Source extract:

After much considering, and watching the 6700 Non K scoring the same on every game as a 4.6 oc'ed 6600k i think i'll go for that one. The TDP is lower, the core temperature is lower about 10° which is awesome for me, i don't know, it's not like i use my pc only for gaming i am a graphic artist/designer so the i7 may prove really usefull all around. And i might go for the h170 to save me the bucks needed to reach the i7. And yeah, 8 gigs of DDR4 of course. 

I'm not sure i like the same motherboard on its h170 version tho...

After that i'll just have to see what comes cheaper the 480 or the 1060 over here. I was all about the 1060 but the 480 seems nicer by the minute, like if the option was "If you're not going full 1070, go for a 480".


----------



## Kanan (Oct 3, 2016)

Good decision but go with 16 gb ddr4. 8 GB is on the low side now, 16gb is the new standard.


----------



## peche (Oct 3, 2016)

Greenmousa said:


> After much considering, and watching the 6700 Non K scoring the same on every game as a 4.6 oc'ed 6600k i think i'll go for that one. The TDP is lower, the core temperature is lower about 10° which is awesome for me, i don't know, it's not like i use my pc only for gaming i am a graphic artist/designer so the i7 may prove really usefull all around. And i might go for the h170 to save me the bucks needed to reach the i7. And yeah, 8 gigs of DDR4 of course.


i7's are likely hot, i have owned one of every generation excluding skylake yet, so trust they tend to be a little bit hotter since they have 4 cores and 8 T, not gonna explode but sometimes under some tasks and work mught increse temps, so consider another cooler, could be a cheaper 212 EVO, but im glad you decided to Get an i7, ultimate boost on tasking!



Greenmousa said:


> I'm not sure i like the same motherboard on its h170 version tho...
> 
> After that i'll just have to see what comes cheaper the 480 or the 1060 over here. I was all about the 1060 but the 480 seems nicer by the minute, like if the option was "If you're not going full 1070, go for a 480".


there is no problem gettin' Z based board, unless the money, but H and B150 boards are great too!
Also for desing and graphics consider 16GB of Ram, but great you already gave your 1st steeping, sounds like a plan gettin that i7!

Regards,


----------



## alucasa (Oct 3, 2016)

Greenmousa said:


> After much considering, and watching the 6700 Non K scoring the same on every game as a 4.6 oc'ed 6600k i think i'll go for that one. The TDP is lower, the core temperature is lower about 10° which is awesome for me, i don't know, it's not like i use my pc only for gaming i am a graphic artist/designer so the i7 may prove really usefull all around. And i might go for the h170 to save me the bucks needed to reach the i7. And yeah, 8 gigs of DDR4 of course.

Problems to solve:
A: Answer these questions using the PC build thread:
(i) How much lower is the core temperature said to be in the first post?
(ii) How much RAM does Kanan recommend?
(iii) Which cheaper cooler does peche suggest?
B: Decide whether each statement agrees with the PC build thread, and quote the words that settle it:
(i) The first poster uses the computer only for gaming.
(ii) Kanan calls 8 GB the new standard.
(iii) peche considers H and B150 boards to be great.
C: Write the next part of the PC build thread, picking up after the last line shown.
The material placed after this note was taken from an unrelated source.

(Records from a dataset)

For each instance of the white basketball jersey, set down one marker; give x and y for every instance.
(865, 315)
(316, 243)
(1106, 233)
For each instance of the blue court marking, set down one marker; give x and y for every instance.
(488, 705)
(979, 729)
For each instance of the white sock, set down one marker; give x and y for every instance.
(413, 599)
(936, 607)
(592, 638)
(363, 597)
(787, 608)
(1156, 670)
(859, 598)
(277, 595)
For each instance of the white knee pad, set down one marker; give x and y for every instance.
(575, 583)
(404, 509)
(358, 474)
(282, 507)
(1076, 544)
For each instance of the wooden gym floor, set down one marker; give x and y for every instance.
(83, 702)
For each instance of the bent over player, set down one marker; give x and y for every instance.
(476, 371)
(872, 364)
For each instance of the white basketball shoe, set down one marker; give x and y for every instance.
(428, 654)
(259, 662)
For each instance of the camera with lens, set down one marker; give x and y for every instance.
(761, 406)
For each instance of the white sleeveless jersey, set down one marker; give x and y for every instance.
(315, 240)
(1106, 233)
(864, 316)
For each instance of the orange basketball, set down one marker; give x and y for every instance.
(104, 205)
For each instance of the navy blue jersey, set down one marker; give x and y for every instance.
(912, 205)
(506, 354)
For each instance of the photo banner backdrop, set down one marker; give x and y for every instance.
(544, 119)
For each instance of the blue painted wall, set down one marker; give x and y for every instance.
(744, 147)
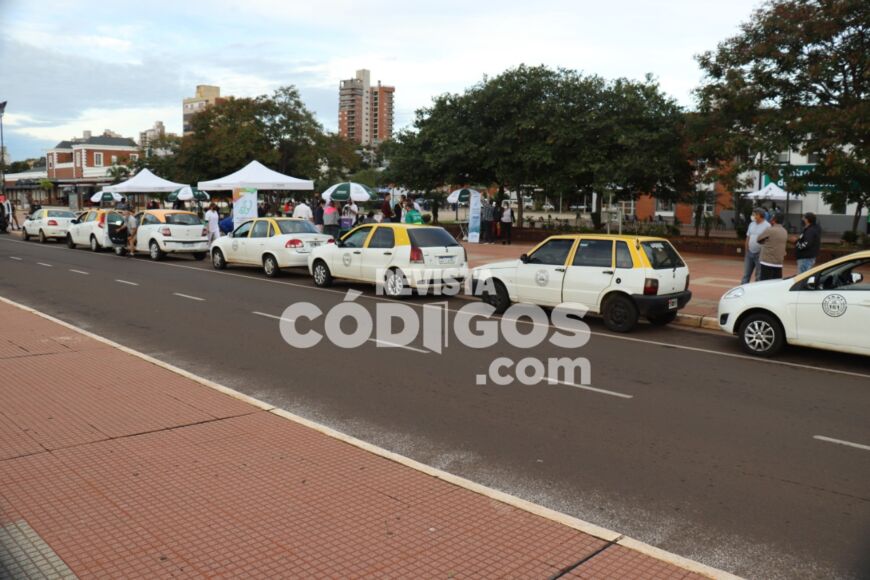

Task results:
A:
(i) About 10°.
(ii) 16 GB of DDR4.
(iii) The 212 EVO.

B:
(i) No: "it's not like i use my pc only for gaming i am a graphic artist/designer"
(ii) No: "8 GB is on the low side now, 16gb is the new standard."
(iii) Yes: "but H and B150 boards are great too!"

C:
> 
> I'm not sure i like the same motherboard on its h170 version tho...
> 
> After that i'll just have to see what comes cheaper the 480 or the 1060 over here. I was all about the 1060 but the 480 seems nicer by the minute, like if the option was "If you're not going full 1070, go for a 480".



My i7-6700 build before being fed up with only 8 threads and moving to X99 platform, I went with a H110 motherboard. It had all basic functionality I wanted and the mobo was cheap as dirt. So, consider H110 motherboard as well.


----------



## Greenmousa (Oct 4, 2016)

Alright guys, here's the final list, i talked to my supplier and this is what i'll end up getting, both machines will look like this:

SATELLITE L590

WESTERN DIGITAL Blue 1TB SATA 6 Gb/s 64MB   
Radeon EAH6450 SILENT DDR3 1GB HDMI    (trust me she doesn't need any more than that)
SENTEY BCP450-XS 450W   
MOTHERBOARD + RAM + CPU (see system specs)
dvd burner, etc.

-------------------------

COOLER MASTER STORM ENFORCER BLACK

Core i5-6600K Quad Core 6MB 3.9GHz       
GA-Z170XP-SLI DDR4 ATX                              
DVD ASUS 24x SATA                      
CAVIAR BLACK 1TB
Thermaltake SMART M Series SP-650M
ASUS GeForce GTX 1060 O 6GB DUAL-GTX1060-O        
CORSAIR Vengeance LED 16GB (2x8GB) DDR4 3200 Mhz RED   

I needed to tone the price down a bit accounting for the other machine to be properly built, so this is the final product.
He gave me a good price. The only thing missing is the aftermarket cooler for the i5 that he'll give me later today but i'll most likely go for a cooler master 212 or something like that. 

Thank you all for your help, let me know what you think!


----------



## peche (Oct 4, 2016)

Greenmousa said:


> COOLER MASTER STORM ENFORCER BLACK
> 
> Core i5-6600K Quad Core 6MB 3.9GHz
> GA-Z170XP-SLI DDR4 ATX
> ...


Great rig!
i'll switch video card for other brand, i just dont trust asus due several bad moments in the past, also do you really need a DVD Drive? if not, reuse the older one for the installation and save space on case and money!
also the supplied ram memory on that list could be expensive, look for kingston fury or G.Skill that are cheaper on almost all planet !
but in a overall the listed parts are great!


Regards,


----------



## Greenmousa (Oct 4, 2016)

peche said:


> Great rig!
> i'll switch video card for other brand, i just dont trust asus due several bad moments in the past, also do you really need a DVD Drive? if not, reuse the older one for the installation and save space on case and money!
> also the supplied ram memory on that list could be expensive, look for kingston fury or G.Skill that are cheaper on almost all planet !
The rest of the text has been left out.